● Task description:
Find every line in the records that contains the string "dome", matching case exactly, and copy each of those lines.
━━ Data supplied ━━
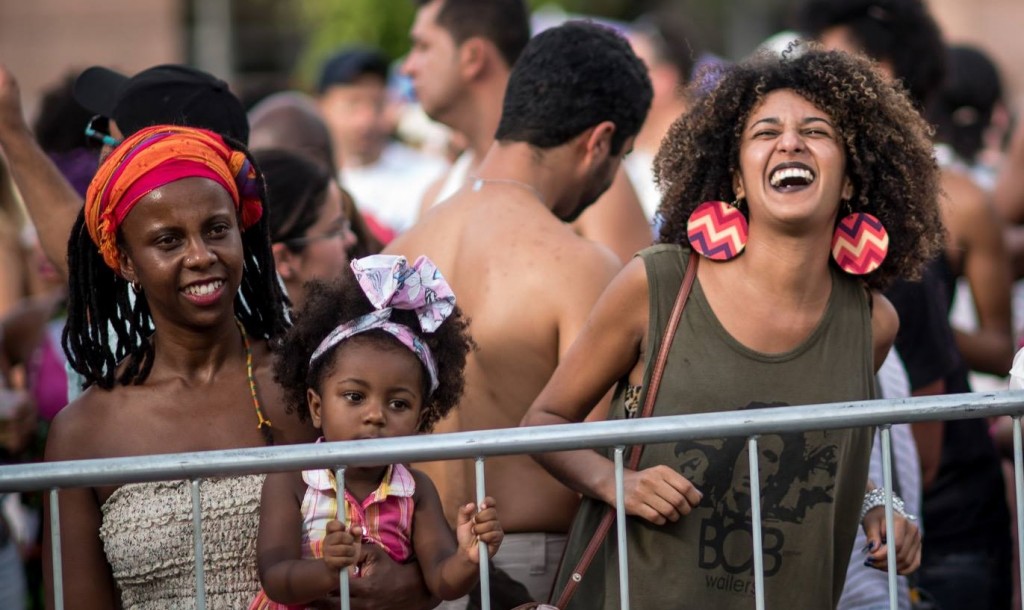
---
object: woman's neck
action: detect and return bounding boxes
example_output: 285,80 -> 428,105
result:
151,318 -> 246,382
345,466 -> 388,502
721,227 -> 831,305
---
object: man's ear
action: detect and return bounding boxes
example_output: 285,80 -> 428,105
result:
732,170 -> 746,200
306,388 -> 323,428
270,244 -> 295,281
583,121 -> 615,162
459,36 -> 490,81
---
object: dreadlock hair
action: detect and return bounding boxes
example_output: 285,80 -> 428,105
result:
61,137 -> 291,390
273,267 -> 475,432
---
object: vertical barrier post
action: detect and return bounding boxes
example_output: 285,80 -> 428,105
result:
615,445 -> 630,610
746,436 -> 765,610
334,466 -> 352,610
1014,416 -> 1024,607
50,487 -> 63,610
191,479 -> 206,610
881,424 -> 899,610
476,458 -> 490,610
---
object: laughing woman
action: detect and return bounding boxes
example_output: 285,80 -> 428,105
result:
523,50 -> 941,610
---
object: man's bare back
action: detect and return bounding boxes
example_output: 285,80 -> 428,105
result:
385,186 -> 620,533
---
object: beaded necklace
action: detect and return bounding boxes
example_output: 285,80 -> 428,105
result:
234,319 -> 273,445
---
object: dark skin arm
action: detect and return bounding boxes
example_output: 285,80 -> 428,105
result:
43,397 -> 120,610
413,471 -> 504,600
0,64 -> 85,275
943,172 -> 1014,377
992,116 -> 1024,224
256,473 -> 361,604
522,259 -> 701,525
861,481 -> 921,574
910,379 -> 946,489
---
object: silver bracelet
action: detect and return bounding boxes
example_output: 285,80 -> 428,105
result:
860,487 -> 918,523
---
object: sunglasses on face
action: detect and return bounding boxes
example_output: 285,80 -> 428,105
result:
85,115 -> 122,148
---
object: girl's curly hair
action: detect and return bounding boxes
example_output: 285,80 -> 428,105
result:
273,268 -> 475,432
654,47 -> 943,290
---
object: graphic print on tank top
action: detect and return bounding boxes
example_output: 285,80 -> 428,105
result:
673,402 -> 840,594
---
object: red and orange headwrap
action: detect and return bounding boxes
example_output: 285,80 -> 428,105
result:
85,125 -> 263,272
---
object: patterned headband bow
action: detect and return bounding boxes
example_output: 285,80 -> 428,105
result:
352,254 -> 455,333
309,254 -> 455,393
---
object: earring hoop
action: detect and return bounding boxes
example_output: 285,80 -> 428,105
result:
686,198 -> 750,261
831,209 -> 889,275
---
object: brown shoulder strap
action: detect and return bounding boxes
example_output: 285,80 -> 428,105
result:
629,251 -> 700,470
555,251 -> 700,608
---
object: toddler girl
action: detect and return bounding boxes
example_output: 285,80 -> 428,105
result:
━━━
━━ Data supplied ━━
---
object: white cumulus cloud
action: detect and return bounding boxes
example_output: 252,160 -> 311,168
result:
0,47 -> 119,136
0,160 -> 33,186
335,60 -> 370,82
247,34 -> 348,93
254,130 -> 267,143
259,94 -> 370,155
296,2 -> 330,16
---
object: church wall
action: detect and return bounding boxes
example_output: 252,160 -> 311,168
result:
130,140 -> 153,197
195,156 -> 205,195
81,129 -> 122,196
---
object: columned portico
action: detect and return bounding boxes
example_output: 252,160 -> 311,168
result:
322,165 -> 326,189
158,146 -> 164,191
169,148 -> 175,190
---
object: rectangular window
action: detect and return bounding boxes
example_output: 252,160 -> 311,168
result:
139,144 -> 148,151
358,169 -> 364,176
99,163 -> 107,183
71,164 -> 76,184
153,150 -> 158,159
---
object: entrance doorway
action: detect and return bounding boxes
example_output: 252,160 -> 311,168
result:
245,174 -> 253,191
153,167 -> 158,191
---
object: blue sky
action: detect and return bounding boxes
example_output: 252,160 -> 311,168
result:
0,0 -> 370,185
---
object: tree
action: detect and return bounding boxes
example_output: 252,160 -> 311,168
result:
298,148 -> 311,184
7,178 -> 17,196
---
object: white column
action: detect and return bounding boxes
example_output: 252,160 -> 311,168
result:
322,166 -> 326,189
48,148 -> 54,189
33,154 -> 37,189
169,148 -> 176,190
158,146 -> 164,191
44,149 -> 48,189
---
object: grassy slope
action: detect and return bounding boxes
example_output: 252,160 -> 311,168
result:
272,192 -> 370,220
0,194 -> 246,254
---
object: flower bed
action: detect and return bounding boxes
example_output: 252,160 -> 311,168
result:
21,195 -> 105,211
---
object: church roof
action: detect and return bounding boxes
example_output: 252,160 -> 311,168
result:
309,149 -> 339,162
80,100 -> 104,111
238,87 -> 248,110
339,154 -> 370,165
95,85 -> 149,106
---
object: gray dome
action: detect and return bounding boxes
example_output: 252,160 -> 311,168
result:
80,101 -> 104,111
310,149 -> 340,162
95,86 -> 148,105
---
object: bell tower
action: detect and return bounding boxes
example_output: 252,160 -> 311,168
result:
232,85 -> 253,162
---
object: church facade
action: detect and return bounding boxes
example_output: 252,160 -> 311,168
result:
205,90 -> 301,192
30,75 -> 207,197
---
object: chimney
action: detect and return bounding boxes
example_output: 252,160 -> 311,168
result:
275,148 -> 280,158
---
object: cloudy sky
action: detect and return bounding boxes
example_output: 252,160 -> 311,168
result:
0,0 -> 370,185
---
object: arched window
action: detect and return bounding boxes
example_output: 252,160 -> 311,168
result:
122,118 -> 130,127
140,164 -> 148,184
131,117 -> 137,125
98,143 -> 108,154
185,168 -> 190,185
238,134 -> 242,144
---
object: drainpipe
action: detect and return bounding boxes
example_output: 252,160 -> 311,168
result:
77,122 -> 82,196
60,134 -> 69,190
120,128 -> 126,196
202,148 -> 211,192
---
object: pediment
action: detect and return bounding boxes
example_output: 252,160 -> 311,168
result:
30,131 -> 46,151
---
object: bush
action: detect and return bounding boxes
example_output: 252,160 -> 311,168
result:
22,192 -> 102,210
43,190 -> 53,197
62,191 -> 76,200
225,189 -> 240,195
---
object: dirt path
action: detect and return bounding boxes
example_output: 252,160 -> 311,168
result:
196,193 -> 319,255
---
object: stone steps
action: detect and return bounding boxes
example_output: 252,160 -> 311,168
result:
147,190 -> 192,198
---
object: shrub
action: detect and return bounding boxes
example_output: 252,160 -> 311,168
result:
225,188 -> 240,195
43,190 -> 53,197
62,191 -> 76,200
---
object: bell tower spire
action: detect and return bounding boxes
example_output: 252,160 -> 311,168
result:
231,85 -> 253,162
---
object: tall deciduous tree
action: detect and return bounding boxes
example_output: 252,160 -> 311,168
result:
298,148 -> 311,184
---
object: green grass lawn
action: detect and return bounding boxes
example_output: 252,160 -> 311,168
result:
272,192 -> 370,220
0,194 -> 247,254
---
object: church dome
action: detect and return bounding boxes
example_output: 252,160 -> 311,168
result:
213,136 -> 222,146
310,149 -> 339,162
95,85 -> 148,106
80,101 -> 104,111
━━━
● Result of this exercise:
object: gray dome
object: church dome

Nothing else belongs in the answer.